Point localization data
--

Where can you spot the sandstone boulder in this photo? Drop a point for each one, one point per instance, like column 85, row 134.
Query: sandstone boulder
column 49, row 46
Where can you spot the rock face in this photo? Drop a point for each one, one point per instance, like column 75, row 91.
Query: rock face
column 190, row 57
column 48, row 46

--

> **What to do**: Reproduce all of the data exactly as given.

> **Exercise result**:
Where can you spot the sandstone boulder in this photo? Drop a point for each one, one point per instance, like column 85, row 134.
Query: sandstone boulder
column 49, row 46
Where can you spot the rock face in this photo? Drop a point for each one, one point per instance, like column 75, row 91.
Query: rock face
column 190, row 57
column 48, row 46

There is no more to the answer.